>> BEGIN

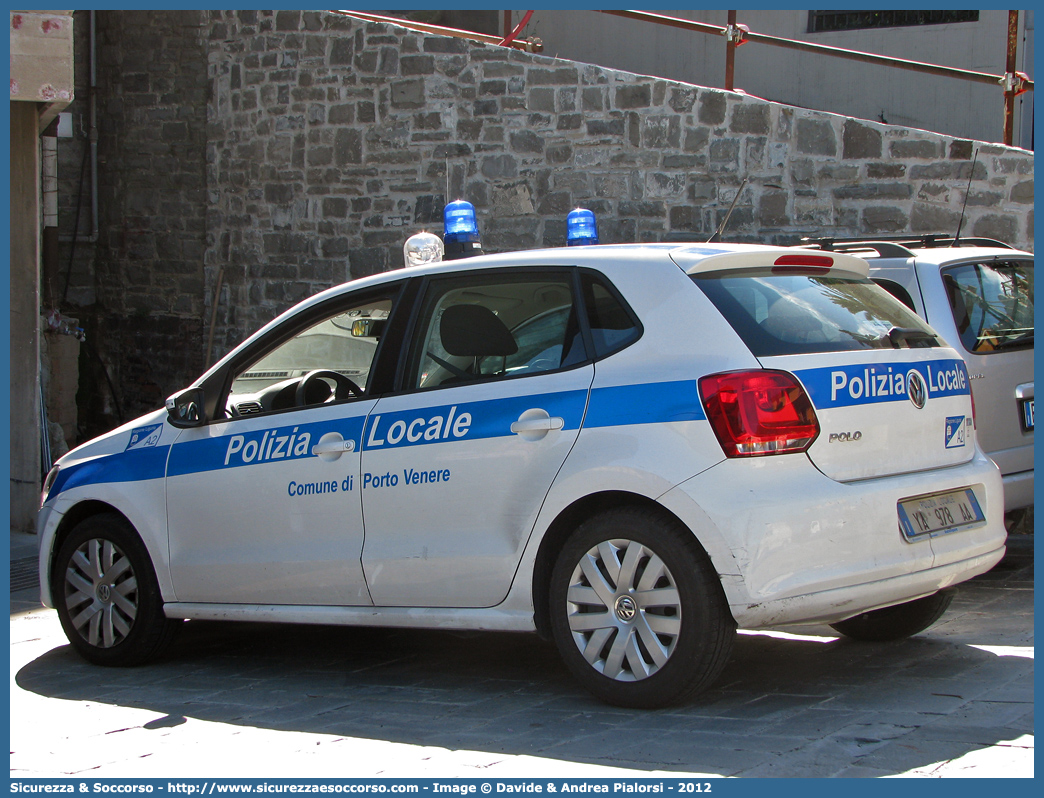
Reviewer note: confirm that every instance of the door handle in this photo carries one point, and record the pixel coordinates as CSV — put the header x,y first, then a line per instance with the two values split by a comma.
x,y
536,423
331,446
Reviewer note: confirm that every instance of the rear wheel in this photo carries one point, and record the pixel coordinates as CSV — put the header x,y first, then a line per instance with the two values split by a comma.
x,y
637,611
898,622
107,594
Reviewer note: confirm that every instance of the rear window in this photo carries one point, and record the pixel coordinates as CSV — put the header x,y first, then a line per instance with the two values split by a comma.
x,y
993,304
791,313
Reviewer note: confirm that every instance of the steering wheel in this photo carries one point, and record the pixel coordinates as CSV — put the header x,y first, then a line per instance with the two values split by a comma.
x,y
343,388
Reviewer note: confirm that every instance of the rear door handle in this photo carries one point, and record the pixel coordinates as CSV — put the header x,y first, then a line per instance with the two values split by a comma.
x,y
331,446
536,423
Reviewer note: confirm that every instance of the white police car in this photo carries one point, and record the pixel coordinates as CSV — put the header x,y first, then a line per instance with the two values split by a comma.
x,y
633,449
978,294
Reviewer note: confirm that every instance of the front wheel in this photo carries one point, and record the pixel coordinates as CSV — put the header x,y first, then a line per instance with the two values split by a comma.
x,y
637,610
107,595
898,622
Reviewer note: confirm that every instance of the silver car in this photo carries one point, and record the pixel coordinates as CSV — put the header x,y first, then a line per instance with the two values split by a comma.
x,y
978,294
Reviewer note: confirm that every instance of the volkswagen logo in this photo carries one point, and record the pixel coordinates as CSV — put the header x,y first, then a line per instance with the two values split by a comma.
x,y
626,609
916,389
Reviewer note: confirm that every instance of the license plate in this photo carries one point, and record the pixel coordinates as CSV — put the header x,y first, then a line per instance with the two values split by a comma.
x,y
941,514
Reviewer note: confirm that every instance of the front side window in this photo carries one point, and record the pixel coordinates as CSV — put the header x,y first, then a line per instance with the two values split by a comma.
x,y
790,313
329,360
477,327
993,304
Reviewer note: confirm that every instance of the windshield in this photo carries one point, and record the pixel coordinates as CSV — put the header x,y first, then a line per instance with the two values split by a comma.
x,y
993,304
790,313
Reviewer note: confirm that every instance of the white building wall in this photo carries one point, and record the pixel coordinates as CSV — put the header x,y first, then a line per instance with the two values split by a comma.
x,y
952,107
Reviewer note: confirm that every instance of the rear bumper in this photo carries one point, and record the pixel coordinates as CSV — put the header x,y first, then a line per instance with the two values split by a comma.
x,y
831,606
807,548
1018,490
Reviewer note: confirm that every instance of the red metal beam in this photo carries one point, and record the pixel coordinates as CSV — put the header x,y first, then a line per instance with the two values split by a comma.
x,y
519,44
840,52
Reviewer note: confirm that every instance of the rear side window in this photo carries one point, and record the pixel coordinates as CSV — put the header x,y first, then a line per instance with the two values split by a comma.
x,y
791,313
898,291
613,325
993,304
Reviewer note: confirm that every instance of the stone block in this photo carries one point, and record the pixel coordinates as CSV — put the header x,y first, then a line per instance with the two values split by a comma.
x,y
885,170
287,20
880,218
661,132
279,193
633,96
682,100
875,191
407,94
541,99
686,217
526,141
662,185
916,149
499,167
342,53
1022,192
598,127
445,45
561,76
932,218
417,65
712,108
772,209
1001,227
695,139
593,98
815,137
348,146
725,151
559,154
335,207
750,118
860,141
569,122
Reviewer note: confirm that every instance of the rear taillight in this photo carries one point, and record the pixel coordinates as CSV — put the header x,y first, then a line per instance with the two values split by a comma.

>> END

Reproduce every one of the records above word for word, leaving out the pictures.

Reviewer note: confirm that every instance of the door handle in this photo carries one point, and record the pixel coordinates as CSV — put the header x,y first, then a line per instance with the two values split by a comma.
x,y
536,423
331,446
Reviewer note: confirm that every instance of the rear wheel in this photo carries one point, and record the pixel coordinates as CSV — put the header x,y first, then a line per instance with the two values split by a comma.
x,y
637,611
898,622
107,594
Reviewer note: confirm that every instance of the rear window in this photo carries one point, and record the pixel coordinates as CSV — put the header x,y first, then a line per instance with the two values split by a comma.
x,y
993,304
791,313
Reviewer note: confirm that every instance of the steering wheel in this photo carries one point, and record the pixel coordinates as CSV — put the header x,y first, then a line per instance with the two values split by a comma.
x,y
343,388
Reviewer note: confirm that every instance of the rear door handle in this photo carries one point, and record the pixel coordinates as CSV — put the header x,y first, then a line per instance with the two values split by a comma.
x,y
331,446
536,423
Reviewer note: confirm that every instance of the white police car in this photo carries one point, and record the pixel coordinates as CSV — put the header x,y first, then a line per instance with the two values split by a comma.
x,y
633,449
978,294
Reviewer note: confirm that every instance of the front wheel in this photo carries one point, and record the pixel coordinates as CSV — put the header x,y first, then a line per instance with the two values split by a comma.
x,y
637,610
107,595
898,622
Reviewer note: confirm that every instance of the silver car in this photo carries one point, and record the pixel coordinates as CSV — put the header x,y first, then a line per instance with the two values split by a comma.
x,y
978,294
Reviewer note: confirm that every instance of the volkswagen logo in this photo carries one point, and record the pixel coordinates as CSV — put the header x,y first, then a line per instance with the two values split by a comma.
x,y
626,609
916,389
Reviewer note: confirm that every instance of the license plate in this photo carries one point, and record the pixel coordinates as CSV — put the header x,y first, then a line per instance with the two values split by a comma.
x,y
941,514
Reviewer note: confirm that every instance of the front side window in this photo carries one point, and record the pixel coordinates as CSV — put the header x,y first, then a line per instance with the two values split by a comma.
x,y
790,313
329,360
477,327
993,304
Reviewer note: confirm that every instance of the windshield in this photo carries one point, and record the pixel coordinates as CSV — put the header x,y first, then a line per instance with the two values split by a comma.
x,y
993,304
790,313
Reviewer note: confirm that every instance of the white building wall in this photo carries one point, and record the pixel coordinates as CSV — put the header x,y first, then a line per instance with the two values split by a comma.
x,y
952,107
Reviewer note: confirm that every instance of the rear bumper in this photo carries one point, and record the pixel coordinates as CSV — put the header x,y first, then a line per instance with the two values split by a comma.
x,y
831,606
807,548
1018,490
Reviewer note: confirm that every instance of the red metal beam in this photo carries one point, and record the pixel coordinates as CSV — put the header x,y first, then a line per instance with the two values split by a comma.
x,y
519,44
840,52
Reviewer note: confirm that every instance of the rear side window in this photo carries one point, and record the pixel coordinates as CSV — put the header x,y first, then a line per instance with the two values split by a comma.
x,y
791,313
898,291
613,325
993,304
Reviewer note: confirm that every instance of the stone block in this photo carries one point, and record the pixel coordinates as CSV — put the header x,y first, then a line per instance with the two values split by a comma.
x,y
885,170
287,20
880,218
661,132
279,193
633,96
682,100
875,191
407,94
541,99
686,217
526,141
662,185
916,149
499,167
342,53
1022,192
598,127
445,45
561,76
932,218
417,65
712,108
772,209
1001,227
695,139
593,98
815,137
348,146
725,151
559,154
335,207
750,118
860,141
569,122
Reviewer note: confirm that every instance of the rear taillight in this photo carries one point, and record the pixel coordinates as CSV — put the header x,y first, then a line per instance with the two values split by a comma.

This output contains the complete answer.